Held-to-maturity investments in the accompanying 1995 balance sheet
represent investments in U.S. treasury bonds that mature in February and
May 1998. It is the Company's intent to hold these securities to maturity.
3. Acquisitions
In March 1995, the Company acquired Coleman Research Corporation in
exchange for 4,002,224 shares of the Company's common stock, including
202,861 shares reserved for issuance upon exercise of stock options assumed
upon the acquisition of Coleman Research. Coleman Research provides systems
integration, systems engineering, and analytical services to government and
commercial customers in fields of information technology, energy and the
environment, software engineering, launch systems, advanced radar imaging,
and health systems. The acquisition has been accounted for under the
pooling-of-interests method.
Accordingly, all historical financial information presented has been
restated to include the acquisition of Coleman Research. Revenues and net
income for 1994 and 1993, as previously reported by the separate entities
prior to the acquisition and as restated for the combined Company, are as
follows:
(In thousands) 1994 1993
------------------------------------------------------------------
Revenues:
Previously reported $1,585,348 $1,249,718
Coleman Research 143,843 104,790
---------- ----------
$1,729,191 $1,354,508
========== ==========
Net Income:
Previously reported $ 103,410 $ 76,633
Coleman Research 1,301 235
---------- ----------
$ 104,711 $ 76,868
========== ==========
In addition, in 1995, the Company and its majority-owned subsidiaries
made several acquisitions for an aggregate of $339.1 million in cash, the
issuance of common stock and stock options of the Company's majority-owned
subsidiaries valued at $19.0 million, and the issuance of $22.3 million in
debt. In 1994, the Company and its majority-owned subsidiaries made several
acquisitions for an aggregate of $174.3 million in cash.
18PAGE
<PAGE>
Thermo Electron Corporation
Notes to Consolidated Financial Statements
3. Acquisitions (continued)
__________
• TASK DETAILS:
Answer these about the financial notes:
1. In which months and year do the U.S. treasury bonds mature?
2. How many shares of the Company's common stock were exchanged to acquire Coleman Research Corporation?
3. What was the aggregate cash paid for acquisitions in 1994?
The material after the financial notes is separate from them.
__________
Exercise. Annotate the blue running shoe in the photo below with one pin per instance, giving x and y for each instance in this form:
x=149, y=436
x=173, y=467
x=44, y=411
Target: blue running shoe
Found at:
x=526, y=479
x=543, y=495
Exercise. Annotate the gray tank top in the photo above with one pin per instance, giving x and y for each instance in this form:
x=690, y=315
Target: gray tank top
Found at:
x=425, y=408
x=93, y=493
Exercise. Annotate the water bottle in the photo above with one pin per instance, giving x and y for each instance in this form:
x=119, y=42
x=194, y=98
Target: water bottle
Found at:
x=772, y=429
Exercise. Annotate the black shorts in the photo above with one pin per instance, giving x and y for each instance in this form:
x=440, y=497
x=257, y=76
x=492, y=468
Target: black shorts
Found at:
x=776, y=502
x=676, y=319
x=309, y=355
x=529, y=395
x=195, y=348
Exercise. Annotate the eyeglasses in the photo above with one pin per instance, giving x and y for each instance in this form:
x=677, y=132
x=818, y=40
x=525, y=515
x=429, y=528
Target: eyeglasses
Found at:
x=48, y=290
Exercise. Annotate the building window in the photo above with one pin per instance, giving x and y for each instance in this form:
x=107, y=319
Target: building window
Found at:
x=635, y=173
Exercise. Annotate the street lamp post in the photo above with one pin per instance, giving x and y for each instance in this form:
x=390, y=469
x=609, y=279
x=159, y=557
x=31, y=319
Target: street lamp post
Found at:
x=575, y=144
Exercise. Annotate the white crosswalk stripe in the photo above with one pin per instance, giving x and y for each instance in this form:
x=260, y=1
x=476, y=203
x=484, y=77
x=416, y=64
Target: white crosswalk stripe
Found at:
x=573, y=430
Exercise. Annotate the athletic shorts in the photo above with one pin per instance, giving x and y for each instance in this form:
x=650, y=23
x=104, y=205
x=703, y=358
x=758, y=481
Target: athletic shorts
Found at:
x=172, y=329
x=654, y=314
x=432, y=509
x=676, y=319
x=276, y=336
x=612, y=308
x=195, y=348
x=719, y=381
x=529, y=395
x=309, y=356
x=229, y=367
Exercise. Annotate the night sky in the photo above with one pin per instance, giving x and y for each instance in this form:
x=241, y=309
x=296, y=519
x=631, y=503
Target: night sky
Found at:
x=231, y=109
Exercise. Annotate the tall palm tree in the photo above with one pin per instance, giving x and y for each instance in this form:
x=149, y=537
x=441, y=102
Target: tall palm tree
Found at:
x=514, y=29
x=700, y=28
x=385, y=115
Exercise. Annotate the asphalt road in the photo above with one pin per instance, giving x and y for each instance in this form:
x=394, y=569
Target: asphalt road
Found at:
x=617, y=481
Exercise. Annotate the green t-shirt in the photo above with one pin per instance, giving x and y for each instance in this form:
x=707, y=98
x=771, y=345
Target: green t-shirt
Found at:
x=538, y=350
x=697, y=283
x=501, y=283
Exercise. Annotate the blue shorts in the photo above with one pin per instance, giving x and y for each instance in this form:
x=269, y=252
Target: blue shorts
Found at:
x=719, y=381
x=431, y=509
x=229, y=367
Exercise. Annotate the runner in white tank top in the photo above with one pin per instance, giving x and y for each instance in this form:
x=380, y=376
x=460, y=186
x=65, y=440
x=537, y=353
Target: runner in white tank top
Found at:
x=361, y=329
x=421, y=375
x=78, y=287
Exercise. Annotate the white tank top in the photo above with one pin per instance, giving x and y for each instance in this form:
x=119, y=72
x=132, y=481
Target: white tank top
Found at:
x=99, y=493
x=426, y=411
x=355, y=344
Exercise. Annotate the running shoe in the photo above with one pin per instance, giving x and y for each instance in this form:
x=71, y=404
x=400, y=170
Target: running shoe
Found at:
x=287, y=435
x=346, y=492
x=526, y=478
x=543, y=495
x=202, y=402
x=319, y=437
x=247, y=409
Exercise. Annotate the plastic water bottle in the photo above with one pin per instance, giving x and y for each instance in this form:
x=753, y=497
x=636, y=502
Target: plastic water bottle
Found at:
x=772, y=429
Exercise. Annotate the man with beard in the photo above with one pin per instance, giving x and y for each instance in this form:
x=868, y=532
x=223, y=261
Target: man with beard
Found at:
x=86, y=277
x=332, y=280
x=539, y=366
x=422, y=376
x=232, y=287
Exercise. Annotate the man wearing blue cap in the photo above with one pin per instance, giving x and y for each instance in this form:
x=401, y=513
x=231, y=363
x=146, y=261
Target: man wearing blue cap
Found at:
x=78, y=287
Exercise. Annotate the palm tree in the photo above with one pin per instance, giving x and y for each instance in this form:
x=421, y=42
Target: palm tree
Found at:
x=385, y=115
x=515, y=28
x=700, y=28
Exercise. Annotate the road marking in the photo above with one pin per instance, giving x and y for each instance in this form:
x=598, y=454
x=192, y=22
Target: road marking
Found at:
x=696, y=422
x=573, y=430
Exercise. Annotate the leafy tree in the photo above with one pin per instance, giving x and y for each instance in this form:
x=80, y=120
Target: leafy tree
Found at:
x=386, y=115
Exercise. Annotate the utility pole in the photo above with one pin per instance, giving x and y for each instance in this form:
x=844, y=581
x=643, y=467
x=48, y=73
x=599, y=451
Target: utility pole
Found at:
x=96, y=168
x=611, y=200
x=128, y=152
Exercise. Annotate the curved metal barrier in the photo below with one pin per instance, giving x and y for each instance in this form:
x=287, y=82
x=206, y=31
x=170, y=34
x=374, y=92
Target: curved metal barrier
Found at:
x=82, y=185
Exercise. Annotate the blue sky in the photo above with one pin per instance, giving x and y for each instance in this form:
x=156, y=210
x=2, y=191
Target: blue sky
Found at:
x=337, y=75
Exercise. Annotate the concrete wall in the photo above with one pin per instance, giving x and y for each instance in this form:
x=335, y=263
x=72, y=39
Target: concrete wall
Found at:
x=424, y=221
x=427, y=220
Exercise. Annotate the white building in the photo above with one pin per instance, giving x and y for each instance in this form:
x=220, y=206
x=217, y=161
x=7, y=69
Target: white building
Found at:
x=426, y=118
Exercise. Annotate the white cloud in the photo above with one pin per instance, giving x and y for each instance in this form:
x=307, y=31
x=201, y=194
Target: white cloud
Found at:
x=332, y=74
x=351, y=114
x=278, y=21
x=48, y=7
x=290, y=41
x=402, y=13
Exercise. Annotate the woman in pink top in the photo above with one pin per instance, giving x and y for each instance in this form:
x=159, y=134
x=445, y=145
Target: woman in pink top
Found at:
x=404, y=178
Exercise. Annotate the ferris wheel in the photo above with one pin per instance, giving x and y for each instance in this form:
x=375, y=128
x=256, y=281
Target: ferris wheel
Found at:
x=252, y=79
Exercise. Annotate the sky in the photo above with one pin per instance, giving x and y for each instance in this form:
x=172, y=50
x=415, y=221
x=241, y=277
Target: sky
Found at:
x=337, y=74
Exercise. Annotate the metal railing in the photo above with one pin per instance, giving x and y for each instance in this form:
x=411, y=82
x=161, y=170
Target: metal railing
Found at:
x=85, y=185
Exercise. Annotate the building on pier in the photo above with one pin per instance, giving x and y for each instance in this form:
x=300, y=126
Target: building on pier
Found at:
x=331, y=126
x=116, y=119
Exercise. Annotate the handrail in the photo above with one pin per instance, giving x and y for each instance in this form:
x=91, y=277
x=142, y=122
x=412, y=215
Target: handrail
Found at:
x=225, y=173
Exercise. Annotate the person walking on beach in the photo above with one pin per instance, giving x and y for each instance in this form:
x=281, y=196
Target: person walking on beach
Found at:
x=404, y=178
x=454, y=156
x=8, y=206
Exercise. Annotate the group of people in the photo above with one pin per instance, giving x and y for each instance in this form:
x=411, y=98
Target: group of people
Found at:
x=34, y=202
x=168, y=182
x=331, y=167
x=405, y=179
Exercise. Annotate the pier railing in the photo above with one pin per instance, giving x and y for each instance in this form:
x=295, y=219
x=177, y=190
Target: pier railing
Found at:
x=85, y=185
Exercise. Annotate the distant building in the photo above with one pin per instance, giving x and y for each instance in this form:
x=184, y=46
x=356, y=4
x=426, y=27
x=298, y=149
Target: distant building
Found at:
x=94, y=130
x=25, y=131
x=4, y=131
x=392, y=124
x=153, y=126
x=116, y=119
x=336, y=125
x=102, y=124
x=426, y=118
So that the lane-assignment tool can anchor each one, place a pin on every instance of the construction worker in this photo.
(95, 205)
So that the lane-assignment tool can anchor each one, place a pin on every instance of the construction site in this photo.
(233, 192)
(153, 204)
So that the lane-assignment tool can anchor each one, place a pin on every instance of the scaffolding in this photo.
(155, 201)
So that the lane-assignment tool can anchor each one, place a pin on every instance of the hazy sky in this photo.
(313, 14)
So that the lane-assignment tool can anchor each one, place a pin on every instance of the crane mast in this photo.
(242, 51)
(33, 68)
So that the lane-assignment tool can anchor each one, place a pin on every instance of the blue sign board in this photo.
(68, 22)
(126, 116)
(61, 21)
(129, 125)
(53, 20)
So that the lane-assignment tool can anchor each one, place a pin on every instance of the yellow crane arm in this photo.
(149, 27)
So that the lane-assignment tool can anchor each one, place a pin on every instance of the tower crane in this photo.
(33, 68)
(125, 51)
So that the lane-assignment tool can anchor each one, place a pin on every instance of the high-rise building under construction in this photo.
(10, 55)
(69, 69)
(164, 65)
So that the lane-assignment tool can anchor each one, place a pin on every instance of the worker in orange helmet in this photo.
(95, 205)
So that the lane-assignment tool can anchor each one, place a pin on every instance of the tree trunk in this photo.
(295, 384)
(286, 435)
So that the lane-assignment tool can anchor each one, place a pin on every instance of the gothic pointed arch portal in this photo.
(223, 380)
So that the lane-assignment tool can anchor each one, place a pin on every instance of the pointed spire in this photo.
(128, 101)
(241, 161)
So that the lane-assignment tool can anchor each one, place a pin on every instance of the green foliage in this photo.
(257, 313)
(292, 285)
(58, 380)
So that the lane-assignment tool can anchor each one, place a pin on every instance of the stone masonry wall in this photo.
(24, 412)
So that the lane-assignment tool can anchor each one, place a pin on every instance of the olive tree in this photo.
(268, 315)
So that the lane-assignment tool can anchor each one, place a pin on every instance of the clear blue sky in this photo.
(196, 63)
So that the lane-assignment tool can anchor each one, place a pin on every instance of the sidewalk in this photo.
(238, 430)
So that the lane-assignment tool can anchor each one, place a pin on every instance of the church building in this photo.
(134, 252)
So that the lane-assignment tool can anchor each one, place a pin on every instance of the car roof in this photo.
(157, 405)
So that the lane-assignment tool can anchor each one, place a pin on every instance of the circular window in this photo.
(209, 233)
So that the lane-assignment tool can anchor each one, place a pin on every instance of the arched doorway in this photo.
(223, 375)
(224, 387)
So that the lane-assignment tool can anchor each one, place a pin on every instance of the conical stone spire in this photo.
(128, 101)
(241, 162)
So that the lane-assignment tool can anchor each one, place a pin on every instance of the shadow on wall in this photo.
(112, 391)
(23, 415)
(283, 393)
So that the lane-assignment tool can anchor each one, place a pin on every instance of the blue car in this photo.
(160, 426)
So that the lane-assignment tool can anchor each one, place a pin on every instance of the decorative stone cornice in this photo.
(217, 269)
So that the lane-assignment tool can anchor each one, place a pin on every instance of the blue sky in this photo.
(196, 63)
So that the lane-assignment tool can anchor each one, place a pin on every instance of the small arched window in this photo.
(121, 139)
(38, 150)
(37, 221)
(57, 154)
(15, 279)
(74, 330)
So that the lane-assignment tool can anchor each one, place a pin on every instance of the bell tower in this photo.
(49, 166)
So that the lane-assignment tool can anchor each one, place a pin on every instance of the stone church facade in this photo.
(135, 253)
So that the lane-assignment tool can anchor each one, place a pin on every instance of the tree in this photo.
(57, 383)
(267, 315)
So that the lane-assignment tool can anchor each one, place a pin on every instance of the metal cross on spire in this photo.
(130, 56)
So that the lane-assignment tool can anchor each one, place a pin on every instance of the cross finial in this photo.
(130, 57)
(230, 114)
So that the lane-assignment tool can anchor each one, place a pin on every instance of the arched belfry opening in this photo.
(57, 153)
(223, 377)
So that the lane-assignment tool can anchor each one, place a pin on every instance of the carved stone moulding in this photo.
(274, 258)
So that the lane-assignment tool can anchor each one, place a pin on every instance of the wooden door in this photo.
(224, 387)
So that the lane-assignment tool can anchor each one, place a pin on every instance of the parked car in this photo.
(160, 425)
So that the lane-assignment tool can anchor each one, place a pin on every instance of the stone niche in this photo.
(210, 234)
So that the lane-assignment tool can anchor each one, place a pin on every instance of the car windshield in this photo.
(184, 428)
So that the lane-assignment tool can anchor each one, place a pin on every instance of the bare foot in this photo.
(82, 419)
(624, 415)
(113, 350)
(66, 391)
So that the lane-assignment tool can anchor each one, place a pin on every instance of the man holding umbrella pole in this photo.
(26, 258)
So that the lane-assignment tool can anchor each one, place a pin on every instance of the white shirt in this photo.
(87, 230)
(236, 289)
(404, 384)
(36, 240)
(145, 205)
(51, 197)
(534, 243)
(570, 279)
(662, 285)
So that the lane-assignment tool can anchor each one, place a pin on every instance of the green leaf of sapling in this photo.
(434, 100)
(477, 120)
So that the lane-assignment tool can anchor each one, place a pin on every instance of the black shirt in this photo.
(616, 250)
__________
• WRITTEN RESPONSE:
1. February and May 1998
2. 4,002,224 shares
3. $174.3 million